Text shown
Question

If $[x]$ denotes the greatest integer not exceeding $x$ and if the function $f$ defined by
$f(x)=\begin{cases}\frac{a+2 \cos x}{x^{2}} & , x<0 \\ b \tan \frac{\pi}{[x+4]} & , x \geq 0\end{cases}$
is continuous at $x=0$, then the ordered pair $(a, b)$ is equal to

• A. (-2,1)
• B. (-2,-1)
• C. $(-1, \sqrt{3})$
• D. $(-2,-\sqrt{3})$

Answer 1

Answer: (B)

Extracted entries
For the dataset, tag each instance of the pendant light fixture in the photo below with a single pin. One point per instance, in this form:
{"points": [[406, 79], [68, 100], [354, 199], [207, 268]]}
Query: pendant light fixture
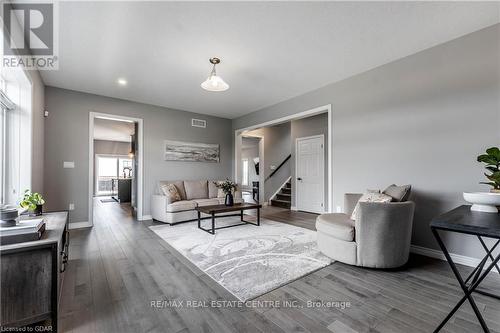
{"points": [[214, 82]]}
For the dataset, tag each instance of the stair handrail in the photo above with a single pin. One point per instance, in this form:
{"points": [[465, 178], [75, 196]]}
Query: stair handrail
{"points": [[279, 166]]}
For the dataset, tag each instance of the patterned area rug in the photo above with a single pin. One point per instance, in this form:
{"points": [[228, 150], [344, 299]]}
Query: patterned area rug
{"points": [[247, 260]]}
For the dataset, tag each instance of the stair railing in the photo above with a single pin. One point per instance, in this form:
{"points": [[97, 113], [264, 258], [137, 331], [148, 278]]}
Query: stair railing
{"points": [[279, 166]]}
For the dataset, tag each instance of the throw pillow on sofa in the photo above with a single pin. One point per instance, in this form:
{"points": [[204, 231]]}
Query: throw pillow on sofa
{"points": [[370, 197], [170, 190]]}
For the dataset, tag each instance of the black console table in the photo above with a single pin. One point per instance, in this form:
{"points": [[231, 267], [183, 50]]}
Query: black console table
{"points": [[32, 276], [465, 221]]}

Job
In the text on the continuity problem, which option is marked as the answer, and what ordered pair does that option list?

Solution for this problem
Option B is marked as the answer, and it lists the ordered pair (-2, -1).